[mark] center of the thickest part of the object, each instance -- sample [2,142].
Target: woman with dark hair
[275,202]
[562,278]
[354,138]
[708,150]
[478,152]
=-=-=
What to do: Copy out the entries. Leave every line exactly as it is.

Exercise result:
[mark] center of the thickest part of the object, each instance -- sample [2,142].
Target: woman with dark hair
[275,202]
[562,278]
[354,138]
[708,150]
[478,152]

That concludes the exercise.